Aim of the task: Each entry is to be reproduced verbatim, and images are to be omitted.
***** Information given *****
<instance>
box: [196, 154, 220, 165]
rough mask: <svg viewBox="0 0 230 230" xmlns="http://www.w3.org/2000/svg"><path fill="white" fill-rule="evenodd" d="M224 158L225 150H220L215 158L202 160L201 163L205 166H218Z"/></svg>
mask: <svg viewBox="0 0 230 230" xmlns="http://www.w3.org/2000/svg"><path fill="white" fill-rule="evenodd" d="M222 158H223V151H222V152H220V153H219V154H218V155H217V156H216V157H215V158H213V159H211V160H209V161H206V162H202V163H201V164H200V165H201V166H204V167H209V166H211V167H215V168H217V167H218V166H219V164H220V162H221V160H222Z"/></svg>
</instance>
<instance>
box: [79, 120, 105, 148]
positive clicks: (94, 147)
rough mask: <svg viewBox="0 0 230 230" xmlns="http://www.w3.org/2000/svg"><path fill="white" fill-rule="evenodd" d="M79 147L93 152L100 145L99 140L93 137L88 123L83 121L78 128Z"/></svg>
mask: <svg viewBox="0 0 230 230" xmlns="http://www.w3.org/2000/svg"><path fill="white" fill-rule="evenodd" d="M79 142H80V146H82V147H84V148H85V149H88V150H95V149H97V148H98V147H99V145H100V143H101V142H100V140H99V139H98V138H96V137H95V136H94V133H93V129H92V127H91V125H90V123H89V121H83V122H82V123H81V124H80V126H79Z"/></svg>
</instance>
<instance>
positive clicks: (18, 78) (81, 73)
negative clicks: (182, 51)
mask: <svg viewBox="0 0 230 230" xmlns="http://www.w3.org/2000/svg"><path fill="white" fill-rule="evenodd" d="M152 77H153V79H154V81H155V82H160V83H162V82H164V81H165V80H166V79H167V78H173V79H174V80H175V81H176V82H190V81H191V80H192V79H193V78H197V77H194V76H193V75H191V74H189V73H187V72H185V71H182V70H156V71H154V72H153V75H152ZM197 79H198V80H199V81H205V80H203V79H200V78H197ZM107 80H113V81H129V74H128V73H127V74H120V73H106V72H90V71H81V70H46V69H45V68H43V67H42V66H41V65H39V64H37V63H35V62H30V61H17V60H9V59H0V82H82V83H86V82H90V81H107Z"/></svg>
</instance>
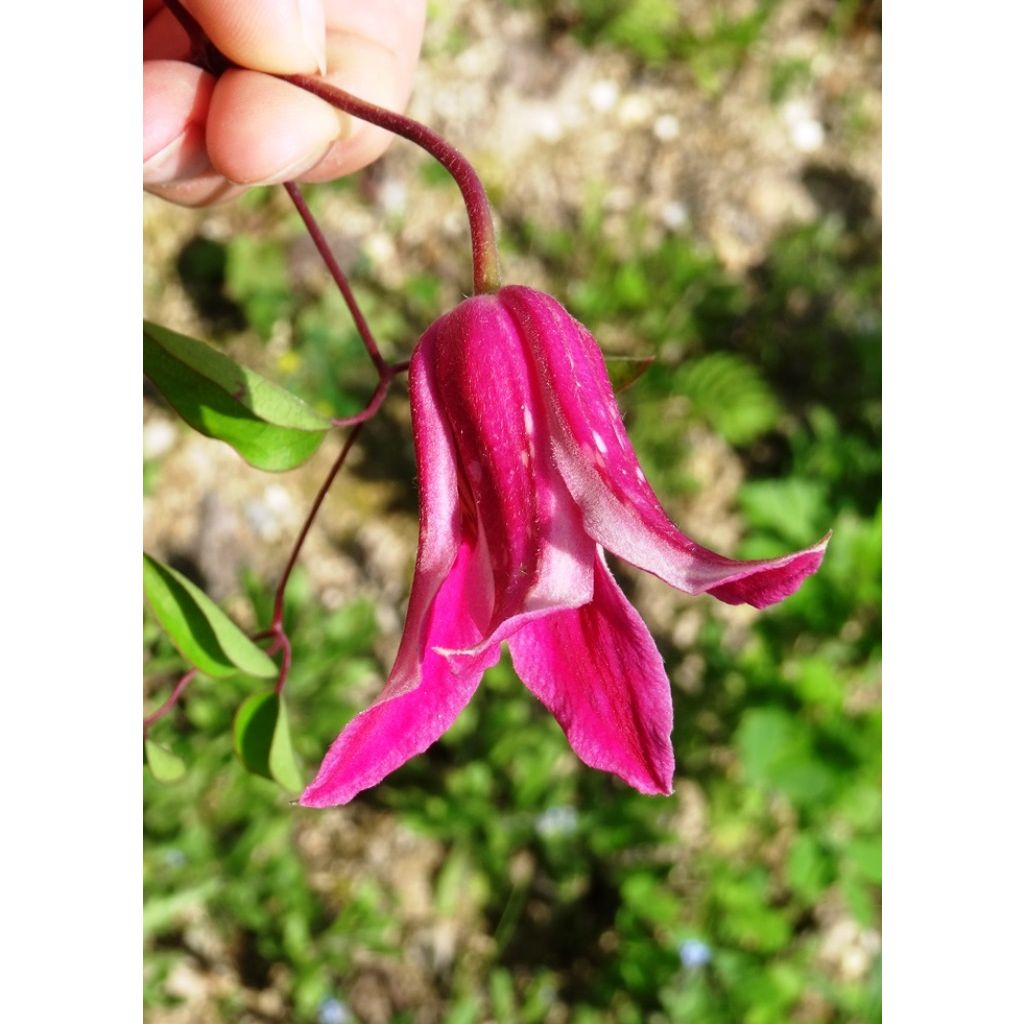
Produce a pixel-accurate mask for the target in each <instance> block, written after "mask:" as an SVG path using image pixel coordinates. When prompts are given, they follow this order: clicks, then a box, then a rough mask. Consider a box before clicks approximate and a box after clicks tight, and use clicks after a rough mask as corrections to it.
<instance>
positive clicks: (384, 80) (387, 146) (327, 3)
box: [302, 0, 426, 181]
mask: <svg viewBox="0 0 1024 1024" xmlns="http://www.w3.org/2000/svg"><path fill="white" fill-rule="evenodd" d="M327 16H328V68H329V69H330V71H329V73H328V74H327V75H326V76H325V78H326V80H327V81H328V82H331V83H332V84H333V85H337V86H339V87H340V88H342V89H345V90H346V91H347V92H351V93H352V94H353V95H355V96H358V97H359V98H360V99H368V100H370V102H372V103H376V104H377V105H378V106H384V108H386V109H388V110H392V111H403V110H404V109H406V104H407V103H408V102H409V96H410V94H411V92H412V91H413V78H414V75H415V72H416V63H417V58H418V57H419V53H420V45H421V43H422V41H423V25H424V19H425V17H426V3H425V2H424V0H383V2H380V3H377V4H353V3H351V2H348V0H327ZM349 120H350V125H349V129H348V131H347V132H345V133H344V134H343V135H342V137H341V139H340V140H339V141H338V142H336V143H335V144H334V145H333V146H332V147H331V148H330V150H329V151H328V154H327V156H326V157H325V158H324V159H323V160H322V161H321V162H319V163H318V164H316V166H315V167H313V168H312V169H311V170H310V171H308V172H307V173H305V174H304V175H302V179H303V180H304V181H328V180H330V179H332V178H336V177H340V176H341V175H343V174H350V173H351V172H352V171H356V170H358V169H359V168H361V167H366V166H367V165H368V164H370V163H372V162H373V161H374V160H376V159H377V158H378V157H379V156H380V155H381V154H382V153H383V152H384V151H385V150H386V148H387V147H388V145H389V144H390V143H391V140H392V138H393V136H392V135H391V133H390V132H386V131H384V129H382V128H378V127H376V126H375V125H371V124H369V123H368V122H366V121H359V120H357V119H349Z"/></svg>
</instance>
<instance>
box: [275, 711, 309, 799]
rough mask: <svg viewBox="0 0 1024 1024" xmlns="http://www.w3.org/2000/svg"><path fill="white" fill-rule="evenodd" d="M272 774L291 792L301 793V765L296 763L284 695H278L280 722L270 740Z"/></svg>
mask: <svg viewBox="0 0 1024 1024" xmlns="http://www.w3.org/2000/svg"><path fill="white" fill-rule="evenodd" d="M270 774H271V775H272V776H273V778H274V781H276V782H278V783H279V784H280V785H282V786H283V787H284V788H286V790H288V791H289V793H300V792H301V791H302V787H303V782H302V776H301V775H300V774H299V766H298V765H297V764H296V763H295V752H294V751H293V749H292V733H291V730H290V729H289V727H288V708H287V707H286V705H285V698H284V697H283V696H279V697H278V722H276V724H275V725H274V727H273V739H272V740H271V742H270Z"/></svg>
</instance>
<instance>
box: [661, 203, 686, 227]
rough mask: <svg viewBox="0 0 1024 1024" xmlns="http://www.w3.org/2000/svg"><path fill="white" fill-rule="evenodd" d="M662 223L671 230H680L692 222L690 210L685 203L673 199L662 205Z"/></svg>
mask: <svg viewBox="0 0 1024 1024" xmlns="http://www.w3.org/2000/svg"><path fill="white" fill-rule="evenodd" d="M660 213H662V223H663V224H665V226H666V227H668V228H669V229H670V230H673V231H675V230H678V229H679V228H680V227H685V226H686V225H687V224H688V223H689V222H690V211H689V208H688V207H687V206H686V204H685V203H680V202H678V201H677V200H673V201H672V202H671V203H666V204H665V206H663V207H662V211H660Z"/></svg>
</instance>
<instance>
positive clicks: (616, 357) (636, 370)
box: [604, 355, 654, 394]
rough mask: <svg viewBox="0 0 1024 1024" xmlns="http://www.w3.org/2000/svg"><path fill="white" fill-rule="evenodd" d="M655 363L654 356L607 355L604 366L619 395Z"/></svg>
mask: <svg viewBox="0 0 1024 1024" xmlns="http://www.w3.org/2000/svg"><path fill="white" fill-rule="evenodd" d="M653 362H654V356H653V355H606V356H605V357H604V366H605V369H606V370H607V371H608V377H609V378H610V379H611V387H612V388H613V389H614V391H615V393H616V394H617V393H618V392H620V391H625V390H626V389H627V388H628V387H630V386H632V385H633V384H635V383H636V382H637V381H638V380H640V378H641V377H643V375H644V374H645V373H647V371H648V370H650V368H651V365H652V364H653Z"/></svg>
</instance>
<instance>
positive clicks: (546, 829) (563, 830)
mask: <svg viewBox="0 0 1024 1024" xmlns="http://www.w3.org/2000/svg"><path fill="white" fill-rule="evenodd" d="M534 824H535V825H536V827H537V830H538V831H539V833H540V834H541V835H542V836H544V837H545V838H550V837H553V836H571V835H572V833H574V831H575V830H577V828H578V827H579V826H580V815H579V814H578V813H577V809H575V808H574V807H549V808H548V809H547V810H546V811H542V812H541V813H540V814H538V816H537V818H536V820H535V822H534Z"/></svg>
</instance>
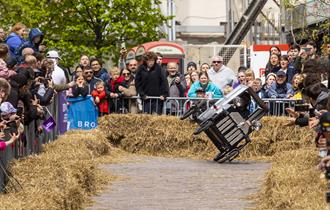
*****
Answer space:
<instance>
box: [196, 154, 220, 165]
rough mask: <svg viewBox="0 0 230 230" xmlns="http://www.w3.org/2000/svg"><path fill="white" fill-rule="evenodd" d="M224 158L225 150H220L215 158L202 160L201 163L205 166H218Z"/></svg>
mask: <svg viewBox="0 0 230 230" xmlns="http://www.w3.org/2000/svg"><path fill="white" fill-rule="evenodd" d="M222 158H223V151H222V152H220V153H219V154H218V155H217V156H216V157H215V158H213V159H211V160H209V161H206V162H202V163H201V164H200V165H201V166H204V167H209V166H211V167H215V168H217V167H218V166H219V164H220V162H221V160H222Z"/></svg>
</instance>
<instance>
box: [79, 120, 105, 148]
positive clicks: (94, 147)
rough mask: <svg viewBox="0 0 230 230" xmlns="http://www.w3.org/2000/svg"><path fill="white" fill-rule="evenodd" d="M79 147L93 152L100 145L99 140L93 137L88 123L83 121L78 128Z"/></svg>
mask: <svg viewBox="0 0 230 230" xmlns="http://www.w3.org/2000/svg"><path fill="white" fill-rule="evenodd" d="M79 142H80V146H82V147H84V148H85V149H88V150H95V149H97V148H98V147H99V145H100V143H101V142H100V140H99V139H98V138H96V137H95V136H94V133H93V129H92V127H91V125H90V123H89V121H83V122H82V123H81V124H80V126H79Z"/></svg>
</instance>
<instance>
positive clicks: (18, 78) (81, 73)
negative clicks: (182, 51)
mask: <svg viewBox="0 0 230 230" xmlns="http://www.w3.org/2000/svg"><path fill="white" fill-rule="evenodd" d="M152 77H153V79H154V81H155V82H160V83H162V82H164V81H165V80H166V79H167V78H173V79H174V80H175V81H176V82H190V81H191V80H192V79H193V78H197V77H194V76H193V75H191V74H189V73H187V72H185V71H182V70H156V71H154V72H153V75H152ZM197 79H198V80H199V81H205V80H203V79H200V78H197ZM107 80H113V81H129V74H128V73H127V74H120V73H106V72H90V71H81V70H46V69H45V68H43V67H42V66H41V65H39V64H37V63H35V62H30V61H17V60H9V59H0V82H82V83H86V82H90V81H107Z"/></svg>
</instance>
Produce a pixel-accurate mask for the target in each <instance> block, written after "mask:" as an SVG path using image pixel coordinates. When prompts are given, they follow this order: clicks, then a box, then a rough mask. Consider a box before clicks approximate and a box after clicks tight, and use clicks after a rough mask as corrections to it.
<instance>
positive clicks: (384, 80) (387, 146) (327, 3)
box: [302, 0, 426, 181]
mask: <svg viewBox="0 0 1024 1024" xmlns="http://www.w3.org/2000/svg"><path fill="white" fill-rule="evenodd" d="M327 16H328V68H329V69H330V71H329V73H328V74H327V75H326V76H325V78H326V80H327V81H328V82H331V83H332V84H333V85H337V86H339V87H340V88H342V89H345V90H346V91H347V92H351V93H352V94H353V95H355V96H358V97H359V98H360V99H368V100H370V102H372V103H376V104H377V105H378V106H384V108H386V109H388V110H392V111H403V110H404V109H406V104H407V103H408V102H409V96H410V94H411V92H412V91H413V78H414V75H415V72H416V63H417V58H418V57H419V53H420V45H421V43H422V41H423V25H424V19H425V17H426V3H425V2H424V0H383V2H380V3H377V4H353V3H351V2H348V0H327ZM349 120H350V125H349V129H348V131H347V132H345V133H344V134H343V135H342V137H341V139H340V140H339V141H338V142H336V143H335V144H334V145H333V146H332V147H331V148H330V150H329V151H328V154H327V156H326V157H325V158H324V159H323V160H322V161H321V162H319V163H318V164H316V166H315V167H313V168H312V169H311V170H310V171H308V172H307V173H305V174H304V175H302V179H303V180H304V181H328V180H330V179H332V178H336V177H340V176H341V175H343V174H350V173H351V172H352V171H356V170H358V169H359V168H361V167H366V166H367V165H368V164H370V163H372V162H373V161H374V160H376V159H377V158H378V157H379V156H380V155H381V154H382V153H383V152H384V151H385V150H386V148H387V147H388V145H389V144H390V143H391V140H392V138H393V136H392V135H391V133H390V132H386V131H384V129H382V128H378V127H376V126H375V125H371V124H369V123H368V122H366V121H359V120H357V119H349Z"/></svg>
</instance>
<instance>
box: [275, 711, 309, 799]
rough mask: <svg viewBox="0 0 1024 1024" xmlns="http://www.w3.org/2000/svg"><path fill="white" fill-rule="evenodd" d="M272 774L291 792L301 793V765L296 763L284 695H278L280 722L270 740Z"/></svg>
mask: <svg viewBox="0 0 1024 1024" xmlns="http://www.w3.org/2000/svg"><path fill="white" fill-rule="evenodd" d="M270 774H271V775H272V776H273V778H274V781H276V782H278V783H279V784H280V785H282V786H283V787H284V788H286V790H288V791H289V793H300V792H301V791H302V787H303V782H302V776H301V775H300V774H299V766H298V765H297V764H296V763H295V752H294V751H293V749H292V733H291V730H290V729H289V727H288V708H287V707H286V705H285V698H284V697H283V696H279V697H278V722H276V724H275V725H274V727H273V739H272V740H271V742H270Z"/></svg>
</instance>
<instance>
box: [661, 203, 686, 227]
rough mask: <svg viewBox="0 0 1024 1024" xmlns="http://www.w3.org/2000/svg"><path fill="white" fill-rule="evenodd" d="M662 223L671 230H680L692 222L690 210L685 203L673 199L662 205Z"/></svg>
mask: <svg viewBox="0 0 1024 1024" xmlns="http://www.w3.org/2000/svg"><path fill="white" fill-rule="evenodd" d="M660 213H662V223H663V224H665V226H666V227H668V228H669V229H670V230H673V231H675V230H678V229H679V228H680V227H685V226H686V225H687V224H688V223H689V222H690V211H689V208H688V207H687V206H686V204H685V203H680V202H678V201H677V200H673V201H672V202H671V203H666V204H665V206H663V207H662V211H660Z"/></svg>
</instance>
<instance>
positive clicks: (616, 357) (636, 370)
box: [604, 355, 654, 394]
rough mask: <svg viewBox="0 0 1024 1024" xmlns="http://www.w3.org/2000/svg"><path fill="white" fill-rule="evenodd" d="M655 363L654 356L607 355L604 366L619 395Z"/></svg>
mask: <svg viewBox="0 0 1024 1024" xmlns="http://www.w3.org/2000/svg"><path fill="white" fill-rule="evenodd" d="M653 362H654V356H653V355H606V356H605V357H604V366H605V369H606V370H607V371H608V377H609V378H610V379H611V387H612V388H613V389H614V391H615V393H616V394H617V393H618V392H620V391H625V390H626V389H627V388H628V387H630V386H632V385H633V384H635V383H636V382H637V381H638V380H640V378H641V377H643V375H644V374H645V373H647V371H648V370H650V368H651V365H652V364H653Z"/></svg>
</instance>
<instance>
positive clicks: (546, 829) (563, 830)
mask: <svg viewBox="0 0 1024 1024" xmlns="http://www.w3.org/2000/svg"><path fill="white" fill-rule="evenodd" d="M534 824H535V825H536V827H537V830H538V831H539V833H540V834H541V835H542V836H544V837H545V838H550V837H553V836H571V835H572V833H574V831H575V830H577V828H578V827H579V826H580V815H579V814H578V813H577V809H575V808H574V807H549V808H548V809H547V810H546V811H542V812H541V813H540V814H538V816H537V818H536V820H535V822H534Z"/></svg>
</instance>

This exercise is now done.